Trecho do documento –
___
Existem sonhos que não nos cabem. Não cabem no bolso, não cabem na mala, não cabem na alma. São sonhos feitos para outras pessoas, sob medida, que não vestem nosso espírito.
Vez ou outra você se pegará sentada no telhado da sua casa de memórias olhando todos aqueles sonhos que o tsunami de acasos te levou. Você se desconstruirá, perderá o fio da meada, o norte, a concentração, o senso de direção e as rédeas da sua vida, como alguém que vê os frutos de anos de trabalho serem levados pela enchente causada por uma tempestade de verão.
Tem dias que a caminhada perde o sentido e você perde a força porque sonhar, querer e acreditar sempre foram combustíveis necessários para pular da cama ao primeiro toque do despertador, mas agora você deseja que todos os dias sejam domingo para poder ficar na cama o dia todo, tomar seu café preto e amargo às 16:00 sem ter que dar explicações.
O pensamento conspira e as suas crenças lhe parecem um amontoado de bobagens metafísicas, suas convicções filosóficas tão arduamente adquiridas em leituras tão densas se equiparam aos monótonos textos da literatura autoajuda.
Você não é nada, nunca será nada, não pode querer ser nada e tem sequer um sonho no mundo para chamar de seu. Qualquer poeta ficaria deslumbrado com seu poder de autodestruição e desejaria para si esse sentimento maligno só para poder transformá-lo em poesia.
A vida anda tão melancólica e poética que tudo o que você gostaria era conseguir traduzir toda sua angústia em palavras e transformá-la num best-seller – ou numa mensagem de realejo, que seja. Você gostaria de explicar ao mundo essa dor latente que você nem sabe de onde vem e todos os sentimentos que pipocam em milésimos de segundos sem que você tenha tempo de compreendê-los, que só você entende mesmo sem entender direito. Dentro de você, você sabe, ainda que não consiga explicar.
E você já tentou de tudo, todos os médicos e remédios, psicanálise, literatura, pintura, exercício físico, acupuntura, reike, homeopatia, terapia holística, tarot on-line, simpatia… Chega!
Desculpa ser portadora de más notícias, mas a vida é esse emaranhado de coisas, pessoas e eventos sem sentido. É esse transitar constante entre os medos, frustrações e neuroses – suas e dos outros. Como diria o finado Abujamra, a vida é mesmo uma causa perdida, acostume-se. É nunca saber exatamente para onde vamos e passar horas pensando na complexidade do universo das relações humanas enquanto perde o trem, a hora e a sanidade.
___
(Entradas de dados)
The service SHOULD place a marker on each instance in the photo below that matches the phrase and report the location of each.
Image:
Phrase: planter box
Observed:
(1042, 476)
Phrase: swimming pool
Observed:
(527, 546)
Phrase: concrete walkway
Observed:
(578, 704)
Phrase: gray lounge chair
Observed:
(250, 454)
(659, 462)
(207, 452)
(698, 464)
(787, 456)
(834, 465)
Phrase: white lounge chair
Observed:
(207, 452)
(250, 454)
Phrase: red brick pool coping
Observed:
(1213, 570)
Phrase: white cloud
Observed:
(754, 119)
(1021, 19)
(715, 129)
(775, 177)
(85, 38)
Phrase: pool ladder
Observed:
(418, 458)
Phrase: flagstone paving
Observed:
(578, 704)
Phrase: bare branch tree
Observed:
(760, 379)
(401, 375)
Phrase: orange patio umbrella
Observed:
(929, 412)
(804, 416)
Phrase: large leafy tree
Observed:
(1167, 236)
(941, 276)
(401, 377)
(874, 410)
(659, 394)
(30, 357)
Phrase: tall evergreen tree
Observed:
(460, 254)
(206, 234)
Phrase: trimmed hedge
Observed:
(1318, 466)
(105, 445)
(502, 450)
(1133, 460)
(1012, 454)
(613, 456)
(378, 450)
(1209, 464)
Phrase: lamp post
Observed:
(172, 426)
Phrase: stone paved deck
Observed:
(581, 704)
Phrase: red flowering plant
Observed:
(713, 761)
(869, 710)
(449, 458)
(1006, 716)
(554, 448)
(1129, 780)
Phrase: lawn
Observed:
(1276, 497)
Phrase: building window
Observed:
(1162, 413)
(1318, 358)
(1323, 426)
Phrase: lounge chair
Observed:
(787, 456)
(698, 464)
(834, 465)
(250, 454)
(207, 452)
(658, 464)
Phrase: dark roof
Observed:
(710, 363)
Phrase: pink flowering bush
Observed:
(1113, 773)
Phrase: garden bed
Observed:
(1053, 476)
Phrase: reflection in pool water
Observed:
___
Instruções da tarefa – Segundo o texto sobre sonhos, por que há dias em que você perde a força? Explique em uma a três frases.

Resposta – Porque sonhar, querer e acreditar sempre foram os combustíveis necessários para pular da cama ao primeiro toque do despertador. Nesses dias, a caminhada perde o sentido.